Records supplied:
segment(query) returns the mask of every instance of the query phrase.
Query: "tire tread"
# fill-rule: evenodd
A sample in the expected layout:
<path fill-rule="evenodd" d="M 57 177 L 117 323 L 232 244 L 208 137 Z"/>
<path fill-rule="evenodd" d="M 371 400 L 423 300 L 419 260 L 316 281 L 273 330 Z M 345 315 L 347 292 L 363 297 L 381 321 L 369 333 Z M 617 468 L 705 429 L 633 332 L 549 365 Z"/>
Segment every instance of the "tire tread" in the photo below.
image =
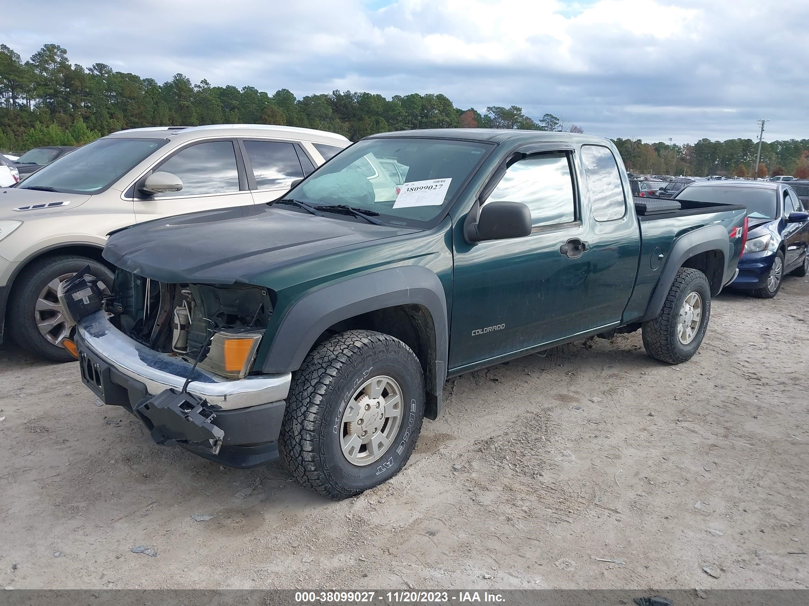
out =
<path fill-rule="evenodd" d="M 680 267 L 674 278 L 674 282 L 668 290 L 663 309 L 658 317 L 643 323 L 643 347 L 646 352 L 656 360 L 668 364 L 678 364 L 690 360 L 690 356 L 684 357 L 675 347 L 676 326 L 680 309 L 676 309 L 676 301 L 680 294 L 690 288 L 698 280 L 704 280 L 708 284 L 705 275 L 698 269 Z M 705 301 L 709 305 L 710 301 Z M 707 319 L 707 318 L 706 318 Z"/>
<path fill-rule="evenodd" d="M 327 408 L 323 396 L 342 376 L 345 366 L 369 349 L 376 348 L 404 348 L 406 354 L 417 361 L 415 354 L 406 344 L 389 335 L 366 330 L 346 330 L 324 341 L 310 351 L 300 370 L 293 376 L 278 439 L 279 450 L 290 471 L 303 486 L 328 499 L 345 499 L 358 494 L 362 490 L 339 486 L 328 473 L 328 468 L 320 465 L 319 431 L 325 422 Z M 394 474 L 404 467 L 409 458 L 423 421 L 422 415 L 412 432 L 409 452 Z"/>

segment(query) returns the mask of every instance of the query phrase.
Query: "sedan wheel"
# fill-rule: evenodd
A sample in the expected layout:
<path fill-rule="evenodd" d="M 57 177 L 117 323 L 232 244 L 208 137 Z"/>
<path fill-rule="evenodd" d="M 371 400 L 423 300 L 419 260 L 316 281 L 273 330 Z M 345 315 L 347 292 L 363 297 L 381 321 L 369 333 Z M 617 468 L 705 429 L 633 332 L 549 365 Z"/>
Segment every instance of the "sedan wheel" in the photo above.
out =
<path fill-rule="evenodd" d="M 781 285 L 781 279 L 784 274 L 784 262 L 781 257 L 776 257 L 773 261 L 773 267 L 769 270 L 769 276 L 767 276 L 767 290 L 775 292 Z"/>

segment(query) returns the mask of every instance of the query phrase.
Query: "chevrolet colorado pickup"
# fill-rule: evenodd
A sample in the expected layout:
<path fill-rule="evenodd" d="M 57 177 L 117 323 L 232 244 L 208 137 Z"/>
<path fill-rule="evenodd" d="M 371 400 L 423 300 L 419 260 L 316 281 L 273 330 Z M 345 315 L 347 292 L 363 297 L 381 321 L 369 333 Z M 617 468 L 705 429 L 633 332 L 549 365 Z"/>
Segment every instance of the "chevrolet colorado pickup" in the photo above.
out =
<path fill-rule="evenodd" d="M 595 137 L 378 134 L 275 202 L 112 234 L 112 295 L 79 271 L 60 301 L 84 383 L 155 442 L 342 499 L 402 469 L 447 377 L 637 330 L 696 353 L 745 208 L 630 191 Z"/>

Aim of the task:
Write out every one of the records above word for word, and leave the pictures out.

Reply to the exercise:
segment(query) returns the mask of every instance of the query phrase.
Query: "tire tread"
# fill-rule: evenodd
A sample in the expected layout:
<path fill-rule="evenodd" d="M 57 177 L 117 323 L 232 244 L 208 137 Z"/>
<path fill-rule="evenodd" d="M 371 400 L 423 300 L 419 260 L 316 281 L 273 330 Z M 345 315 L 347 292 L 363 297 L 381 321 L 369 333 Z M 617 468 L 705 429 L 633 332 L 549 365 Z"/>
Segment every instance of the "tire tread" in the photo below.
image =
out =
<path fill-rule="evenodd" d="M 680 267 L 674 278 L 674 282 L 668 290 L 663 309 L 658 317 L 643 323 L 643 347 L 646 352 L 656 360 L 668 364 L 678 364 L 690 360 L 690 356 L 684 357 L 675 347 L 676 326 L 680 309 L 676 309 L 676 301 L 680 294 L 690 288 L 698 280 L 704 280 L 708 284 L 705 275 L 698 269 Z M 705 301 L 709 305 L 710 301 Z M 707 319 L 707 318 L 706 318 Z"/>
<path fill-rule="evenodd" d="M 327 408 L 323 396 L 342 376 L 345 366 L 369 349 L 376 348 L 404 348 L 406 354 L 417 361 L 415 354 L 406 344 L 389 335 L 366 330 L 346 330 L 324 341 L 310 351 L 300 370 L 293 376 L 278 439 L 279 450 L 290 471 L 303 486 L 328 499 L 345 499 L 358 494 L 362 490 L 339 486 L 328 473 L 328 468 L 320 465 L 319 431 L 325 422 Z M 394 474 L 404 467 L 409 458 L 423 421 L 422 415 L 412 432 L 409 452 Z"/>

segment(query) returns the mask of every instance of the query phrase.
Query: "sedan wheel"
# fill-rule: evenodd
A sample in the expected layout:
<path fill-rule="evenodd" d="M 57 177 L 117 323 L 232 244 L 208 137 Z"/>
<path fill-rule="evenodd" d="M 371 400 L 423 300 L 419 260 L 316 281 L 273 330 Z M 345 315 L 347 292 L 363 297 L 381 321 L 369 333 Z M 617 468 L 705 429 L 633 332 L 549 365 Z"/>
Segment every instance of the "sedan wheel" in the photo above.
out =
<path fill-rule="evenodd" d="M 781 285 L 781 279 L 784 274 L 784 262 L 781 257 L 776 257 L 773 261 L 773 267 L 769 270 L 769 276 L 767 276 L 767 290 L 775 292 Z"/>

segment(query) returns the mask of every instance of the query phrase.
Query: "chevrolet colorado pickup"
# fill-rule: evenodd
A sample in the expected layout:
<path fill-rule="evenodd" d="M 57 177 L 117 323 L 232 244 L 208 137 Z"/>
<path fill-rule="evenodd" d="M 371 400 L 423 300 L 419 260 L 316 281 L 273 330 Z M 345 315 L 347 292 L 363 297 L 381 321 L 369 333 Z M 617 468 L 705 429 L 633 332 L 549 365 Z"/>
Segment every instance of the "chevrolet colorado pickup" in the photo above.
out =
<path fill-rule="evenodd" d="M 595 137 L 378 134 L 275 202 L 112 234 L 112 295 L 79 271 L 60 301 L 84 383 L 155 442 L 342 499 L 402 469 L 447 377 L 637 330 L 696 353 L 745 208 L 630 191 Z"/>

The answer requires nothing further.